→ **INPUT RECORDS**
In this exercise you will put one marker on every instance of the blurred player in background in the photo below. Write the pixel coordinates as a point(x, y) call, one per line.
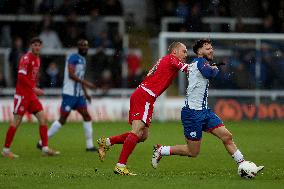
point(142, 105)
point(196, 115)
point(74, 94)
point(26, 100)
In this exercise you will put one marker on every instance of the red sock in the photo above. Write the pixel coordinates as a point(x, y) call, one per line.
point(9, 136)
point(128, 146)
point(119, 139)
point(43, 134)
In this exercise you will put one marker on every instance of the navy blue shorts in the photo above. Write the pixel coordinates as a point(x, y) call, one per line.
point(72, 103)
point(196, 121)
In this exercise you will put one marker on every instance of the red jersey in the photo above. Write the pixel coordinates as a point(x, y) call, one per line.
point(27, 74)
point(162, 74)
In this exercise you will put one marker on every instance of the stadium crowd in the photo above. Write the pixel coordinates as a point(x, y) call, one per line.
point(105, 69)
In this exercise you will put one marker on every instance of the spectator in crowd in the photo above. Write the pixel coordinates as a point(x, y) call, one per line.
point(182, 9)
point(53, 77)
point(268, 24)
point(14, 57)
point(66, 7)
point(112, 7)
point(3, 83)
point(74, 30)
point(84, 7)
point(100, 63)
point(193, 21)
point(239, 27)
point(49, 36)
point(96, 29)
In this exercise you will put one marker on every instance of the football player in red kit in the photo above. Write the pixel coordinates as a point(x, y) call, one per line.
point(26, 100)
point(142, 104)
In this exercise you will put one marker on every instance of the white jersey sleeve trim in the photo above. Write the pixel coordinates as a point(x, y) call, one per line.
point(23, 72)
point(148, 91)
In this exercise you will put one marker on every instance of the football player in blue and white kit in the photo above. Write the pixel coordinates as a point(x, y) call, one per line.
point(196, 116)
point(75, 94)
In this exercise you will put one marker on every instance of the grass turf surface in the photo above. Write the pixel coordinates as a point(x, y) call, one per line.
point(261, 142)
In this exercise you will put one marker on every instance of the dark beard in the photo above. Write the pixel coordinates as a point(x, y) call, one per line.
point(82, 52)
point(206, 57)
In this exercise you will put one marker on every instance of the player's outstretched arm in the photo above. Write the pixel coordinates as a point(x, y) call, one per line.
point(38, 91)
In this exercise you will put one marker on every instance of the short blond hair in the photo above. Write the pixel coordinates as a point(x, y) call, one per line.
point(173, 46)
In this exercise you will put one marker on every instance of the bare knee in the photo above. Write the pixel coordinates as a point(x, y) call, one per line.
point(227, 138)
point(62, 120)
point(143, 138)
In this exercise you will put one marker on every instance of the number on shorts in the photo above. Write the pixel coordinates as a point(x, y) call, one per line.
point(19, 99)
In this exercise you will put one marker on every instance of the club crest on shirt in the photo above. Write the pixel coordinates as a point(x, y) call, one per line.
point(192, 134)
point(67, 108)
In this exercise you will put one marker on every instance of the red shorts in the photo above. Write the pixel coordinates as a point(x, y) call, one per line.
point(26, 103)
point(141, 106)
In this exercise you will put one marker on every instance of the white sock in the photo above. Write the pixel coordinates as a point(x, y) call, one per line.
point(44, 149)
point(238, 157)
point(6, 150)
point(55, 126)
point(165, 150)
point(88, 133)
point(108, 142)
point(120, 165)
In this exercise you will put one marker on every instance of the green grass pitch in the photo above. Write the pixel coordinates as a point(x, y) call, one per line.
point(260, 141)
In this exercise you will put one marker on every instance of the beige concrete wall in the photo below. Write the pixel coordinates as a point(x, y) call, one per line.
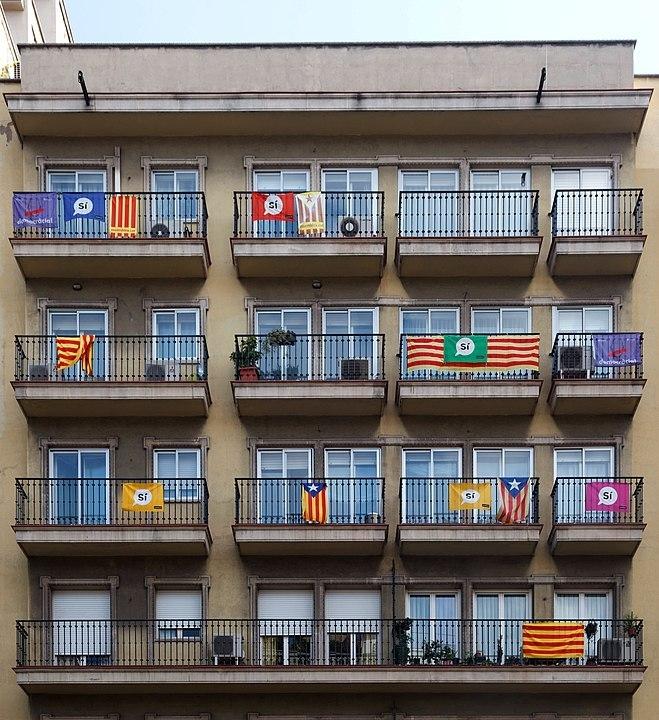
point(329, 68)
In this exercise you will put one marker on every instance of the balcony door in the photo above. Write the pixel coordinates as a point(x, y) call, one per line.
point(277, 181)
point(287, 362)
point(425, 493)
point(576, 463)
point(426, 321)
point(495, 463)
point(280, 474)
point(500, 203)
point(498, 618)
point(73, 323)
point(78, 181)
point(80, 487)
point(174, 202)
point(435, 631)
point(81, 627)
point(353, 485)
point(349, 339)
point(584, 213)
point(429, 206)
point(349, 193)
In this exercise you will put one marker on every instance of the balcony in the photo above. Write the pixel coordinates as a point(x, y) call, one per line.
point(321, 656)
point(596, 232)
point(270, 521)
point(167, 240)
point(351, 244)
point(428, 525)
point(439, 385)
point(597, 516)
point(132, 376)
point(596, 374)
point(314, 375)
point(71, 517)
point(468, 234)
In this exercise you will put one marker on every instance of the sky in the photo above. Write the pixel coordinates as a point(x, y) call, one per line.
point(241, 21)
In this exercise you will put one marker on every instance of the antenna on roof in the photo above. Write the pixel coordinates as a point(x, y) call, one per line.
point(541, 86)
point(83, 85)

→ **EXERCISE INSTRUCTIONS**
The material is to be reproduced verbatim, and no picture may appear in the copy.

→ **EXERCISE RESPONSE**
In this exercise you will put one marker on every instance of the blurred player in background in the photo below. Write the pixel coordinates as a point(x, y) call, one per line.
point(142, 105)
point(196, 115)
point(74, 94)
point(26, 100)
In this exercise you will put one marker on every instance of the red sock in the photo above. Write the pixel coordinates as a point(x, y) call, one per line.
point(9, 136)
point(128, 146)
point(119, 139)
point(43, 134)
In this exercise you will put one marker on every instance of the navy blue shorts in the photo above. Write the pixel coordinates as a point(x, y) call, one per line.
point(72, 103)
point(196, 121)
In this exercise you will put one marker on every instance of the red jersey in the photo above. Write the pixel coordinates as a point(x, y) call, one per line.
point(27, 74)
point(162, 74)
In this exercise you will put one marker on every instance of the stadium crowd in the photo above. Write the pixel coordinates as a point(x, y) call, one per line.
point(105, 69)
In this exercise you will put one marker on every instance of the spectator in crowd in the photo above. Write the pixel coordinates as a point(x, y) call, one per line.
point(182, 9)
point(53, 77)
point(268, 24)
point(14, 57)
point(66, 7)
point(112, 7)
point(3, 83)
point(74, 30)
point(84, 7)
point(100, 63)
point(193, 21)
point(239, 27)
point(49, 36)
point(96, 29)
In this exercise you will put one marker on every instance of the football player in red kit in the photo above. Write the pixel coordinates as a point(x, y) call, one per line.
point(26, 100)
point(142, 104)
In this exercise you will put one marker on every instance of the white jersey sleeve trim in the photo above. Write the pixel coordinates as a point(x, y) call, one per line.
point(23, 72)
point(148, 91)
In this exercise you will put one marker on every instance of the football player in blue and white kit in the photo above. Write the pixel coordinates as a point(x, y) call, one per line.
point(196, 116)
point(75, 94)
In this exercise you will put one marker on every instance of the grass turf surface in the photo above. Write the pixel coordinates as a point(x, y) call, one per line.
point(261, 142)
In this exercise you will put one marker on every instance of the dark beard in the photo above. Write the pixel coordinates as a point(x, y) call, one per line.
point(82, 52)
point(206, 57)
In this exercise you will put one marker on every instance of the player's outstretched arm in the photo above. Write the pixel coordinates as a point(x, y) call, one per line.
point(38, 91)
In this exercise you will put one marker on every instance of the short blond hair in the photo above. Write the pixel coordinates as a point(x, y) call, one per line.
point(173, 46)
In this exercise you will put one marker on every instance of the bare knee in the photo above. Write the pixel coordinates as a point(x, y) call, one per line.
point(227, 138)
point(62, 120)
point(143, 138)
In this exercise you will put one marker on every instance of the number on shorts in the photo above. Write the pixel coordinates as a point(x, y) call, one per line.
point(19, 99)
In this exercise you will put one marker on every instance of the club crest on shirt in the photo above. Write the pixel coordinates as a point(x, y) call, one per line.
point(192, 134)
point(67, 108)
In this exercise you will put one marker on every instance of the red shorts in the photo above. Write the pixel coordinates as a point(x, y) call, one per line.
point(26, 103)
point(141, 106)
In this exercise you will put one marker on every instance of the white sock in the photo above. Write the pixel coordinates as a point(x, y) call, one per line.
point(44, 149)
point(238, 157)
point(6, 150)
point(55, 126)
point(165, 150)
point(88, 133)
point(108, 142)
point(120, 165)
In this exercise you will put one marker on every instance of the green grass pitch in the photo above. Write the pixel coordinates as a point(x, y) call, one per line.
point(260, 141)
In this exercise you will put one marker on every instance of the beige concrete wall in the photo below. Write the pixel coordinates as a point(x, y) call, one per line.
point(329, 68)
In this exercise you will put one marker on every instance of the balcony door in the photo above. Write the pixel coordinates as a point(x, y) call, one per line.
point(277, 181)
point(287, 362)
point(425, 493)
point(576, 463)
point(426, 321)
point(495, 463)
point(280, 474)
point(500, 203)
point(498, 618)
point(73, 323)
point(78, 181)
point(80, 487)
point(174, 202)
point(435, 631)
point(81, 627)
point(353, 485)
point(349, 339)
point(584, 213)
point(429, 206)
point(349, 193)
In this exercise you will put one marker on every instance of the balcony in the photo above. Write the pixel coordinates as a point(x, y) call, one per line.
point(321, 656)
point(596, 232)
point(270, 521)
point(167, 240)
point(351, 244)
point(428, 525)
point(439, 385)
point(597, 516)
point(132, 376)
point(596, 374)
point(314, 375)
point(71, 517)
point(468, 234)
In this exercise you will put one marker on every instance of the sky in the photo above. Write the pixel coordinates as a point(x, y) call, one per line.
point(241, 21)
In this exercise you will put one marker on every instance of the antenna on roof in the photo above. Write the pixel coordinates as a point(x, y) call, one per line.
point(541, 86)
point(83, 85)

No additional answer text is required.